• CONSIGNE 1: Renvoie tel quel le passage de l'extrait sur le bijou contemporain qui s'ouvre sur les mots contenant "Les pièces d’Anya" et se ferme sur "couche homogène d’émail.".

À ce titre, les travaux de Gesine Hackenberg et Bettina Speckner ouvrent les portes d’une histoire à la fois collective et individuelle, faite de souvenirs incertains. La première propose un rapprochement entre le bijou et les objets du quotidien en prélevant dans des céramiques usuelles anciennes, les détails qui serviront à façonner le bijou. La seconde, en empruntant des images photographiques anonymes, construit une fiction dans laquelle chaque bijou est une pièce d’un vaste puzzle où personnages, lieux et paysages se rencontrent, laissant à la libre interprétation de chacun les possibles liens qui pourraient les réunir. Elles pointent ainsi le rapport singulier qu’entretient le bijou avec l’histoire familiale où traditionnellement, le trésor de guerre amassé par les mères était transmis, d’une génération à l’autre, à leurs filles. Dans le modèle de société patriarcal, qui a longtemps privilégié le masculin comme unique héritier (et du patronyme et du patrimoine), les femmes ont maintenu ainsi une forme de passation parallèle par le biais des bijoux.
Carole Deltenre explore à son tour cette histoire des femmes en se réappropriant la chevalière (un des rare bijoux exclusivement masculin). De cette bague, sur laquelle sont habituellement gravées les armoiries de la famille et qui servait à cacheter à la cire, courriers et contrats, elle en propose une version au féminin, remplaçant les emblèmes par un moulage de clitoris. Elle nous rappelle ainsi le long combat des femmes pour l’égalité devant la loi et le droit de disposer de leur propre corps.
Les pièces d’Anya Kivarkis, elles, trouvent leurs sources à la fois dans une histoire classique des formes (souvent empruntées à la période victorienne) et dans un réinvestissement de l’ornementation. L’éducation artistique a longtemps consisté à approcher les maîtres en les copiant au point de maîtriser leurs techniques. Chez Anya Kivarkis, il s’agit moins de reproduire les pièces elles-mêmes que de partir de reproductions qui seraient passées par le filtre appauvrissant de l’image documentaire. Elle imagine ainsi des combinaisons de formes dont on pourrait aisément retrouver les sources dans les ouvrages historiques bien qu’elle prenne soin d’en évacuer délibérément les caractéristiques physiques pour n’en conserver plus que la matrice. Aussi, ce qui devait être à l’origine une composition de pierres précieuses colorées disparaît, dissoute sous une couche homogène d’émail.

• DONNÉES DE L'EXERCICE:
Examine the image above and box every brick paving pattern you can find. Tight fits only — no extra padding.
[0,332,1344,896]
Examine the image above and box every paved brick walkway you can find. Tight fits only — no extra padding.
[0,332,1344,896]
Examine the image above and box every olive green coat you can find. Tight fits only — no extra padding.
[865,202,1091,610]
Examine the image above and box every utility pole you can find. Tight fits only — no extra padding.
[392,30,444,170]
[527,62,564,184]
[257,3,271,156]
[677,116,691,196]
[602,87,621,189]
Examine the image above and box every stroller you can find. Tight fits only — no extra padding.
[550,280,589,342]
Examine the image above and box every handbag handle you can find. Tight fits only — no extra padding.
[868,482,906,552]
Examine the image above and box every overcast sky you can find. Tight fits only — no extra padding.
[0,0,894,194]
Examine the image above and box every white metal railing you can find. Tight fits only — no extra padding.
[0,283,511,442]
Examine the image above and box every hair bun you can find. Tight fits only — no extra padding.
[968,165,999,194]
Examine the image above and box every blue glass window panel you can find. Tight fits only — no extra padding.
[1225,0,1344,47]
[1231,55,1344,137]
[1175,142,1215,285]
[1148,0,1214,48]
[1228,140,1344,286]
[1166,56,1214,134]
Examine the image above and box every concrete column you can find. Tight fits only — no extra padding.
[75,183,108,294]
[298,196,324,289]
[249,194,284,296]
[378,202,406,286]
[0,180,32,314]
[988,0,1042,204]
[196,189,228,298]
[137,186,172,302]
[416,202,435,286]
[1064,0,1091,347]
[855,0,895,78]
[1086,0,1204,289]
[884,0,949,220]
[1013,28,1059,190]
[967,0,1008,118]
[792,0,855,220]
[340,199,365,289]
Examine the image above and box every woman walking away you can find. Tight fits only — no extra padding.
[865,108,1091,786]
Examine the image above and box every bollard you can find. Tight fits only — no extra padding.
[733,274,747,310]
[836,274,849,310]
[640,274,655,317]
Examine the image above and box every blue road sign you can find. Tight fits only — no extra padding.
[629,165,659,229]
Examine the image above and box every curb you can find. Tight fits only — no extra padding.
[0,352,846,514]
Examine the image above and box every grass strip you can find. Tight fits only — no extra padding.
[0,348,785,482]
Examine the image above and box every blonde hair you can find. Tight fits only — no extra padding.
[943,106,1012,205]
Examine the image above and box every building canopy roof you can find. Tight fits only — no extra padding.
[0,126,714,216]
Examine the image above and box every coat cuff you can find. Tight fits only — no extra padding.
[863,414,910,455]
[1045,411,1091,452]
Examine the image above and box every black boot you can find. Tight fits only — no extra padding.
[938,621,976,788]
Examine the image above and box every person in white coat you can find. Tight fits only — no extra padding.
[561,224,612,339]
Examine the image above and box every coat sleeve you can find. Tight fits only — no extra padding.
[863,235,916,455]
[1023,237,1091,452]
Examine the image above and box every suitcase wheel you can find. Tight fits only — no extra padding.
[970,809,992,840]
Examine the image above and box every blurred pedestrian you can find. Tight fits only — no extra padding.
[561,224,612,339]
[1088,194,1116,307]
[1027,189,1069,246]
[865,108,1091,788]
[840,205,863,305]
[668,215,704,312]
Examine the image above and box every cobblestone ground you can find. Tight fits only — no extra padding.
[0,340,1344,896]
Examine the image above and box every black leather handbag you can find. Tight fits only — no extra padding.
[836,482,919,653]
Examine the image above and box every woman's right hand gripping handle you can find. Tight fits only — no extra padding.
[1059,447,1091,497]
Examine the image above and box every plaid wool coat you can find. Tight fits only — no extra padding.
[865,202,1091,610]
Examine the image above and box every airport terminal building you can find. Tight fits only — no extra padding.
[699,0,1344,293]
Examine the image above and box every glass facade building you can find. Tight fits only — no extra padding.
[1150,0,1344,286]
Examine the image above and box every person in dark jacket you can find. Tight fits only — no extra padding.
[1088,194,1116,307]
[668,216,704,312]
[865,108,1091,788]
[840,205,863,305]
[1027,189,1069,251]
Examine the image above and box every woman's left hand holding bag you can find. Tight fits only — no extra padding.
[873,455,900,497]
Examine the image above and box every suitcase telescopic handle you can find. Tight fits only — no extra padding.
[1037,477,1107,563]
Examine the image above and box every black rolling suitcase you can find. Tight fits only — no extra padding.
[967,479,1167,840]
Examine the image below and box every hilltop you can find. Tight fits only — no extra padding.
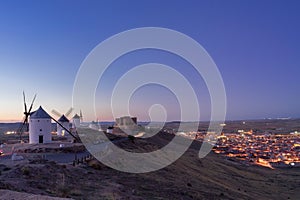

• CONSIGNE 2: Dans les lignes des données, remplace "suitcase" par "luggage" sur la portion qui va de la ligne contenant "Examine the image above and box every airport" jusqu'à la dernière ligne, bornes comprises, sans rien modifier d'autre. Ne rends que cette portion et omets les images.

• RÉPONSE COMPLÈTE 1:
Les pièces d’Anya Kivarkis, elles, trouvent leurs sources à la fois dans une histoire classique des formes (souvent empruntées à la période victorienne) et dans un réinvestissement de l’ornementation. L’éducation artistique a longtemps consisté à approcher les maîtres en les copiant au point de maîtriser leurs techniques. Chez Anya Kivarkis, il s’agit moins de reproduire les pièces elles-mêmes que de partir de reproductions qui seraient passées par le filtre appauvrissant de l’image documentaire. Elle imagine ainsi des combinaisons de formes dont on pourrait aisément retrouver les sources dans les ouvrages historiques bien qu’elle prenne soin d’en évacuer délibérément les caractéristiques physiques pour n’en conserver plus que la matrice. Aussi, ce qui devait être à l’origine une composition de pierres précieuses colorées disparaît, dissoute sous une couche homogène d’émail.

• RÉPONSE COMPLÈTE 2:
Examine the image above and box every airport terminal building you can find. Tight fits only — no extra padding.
[699,0,1344,293]
Examine the image above and box every glass facade building you can find. Tight fits only — no extra padding.
[1150,0,1344,286]
Examine the image above and box every person in dark jacket you can find. Tight fits only — no extra padding.
[1088,194,1116,307]
[668,216,704,312]
[865,108,1091,788]
[840,205,863,305]
[1027,189,1069,251]
Examine the image above and box every woman's left hand holding bag you can find. Tight fits only — no extra padding.
[873,455,900,497]
Examine the image above and box every luggage telescopic handle you can find. Tight fits only — no extra padding.
[1037,477,1107,563]
Examine the image above and box every black rolling luggage you can find. Tight fits only — no extra padding.
[967,479,1167,840]
Examine the image below and box every hilltop you can find. Tight fits only — no extra padding.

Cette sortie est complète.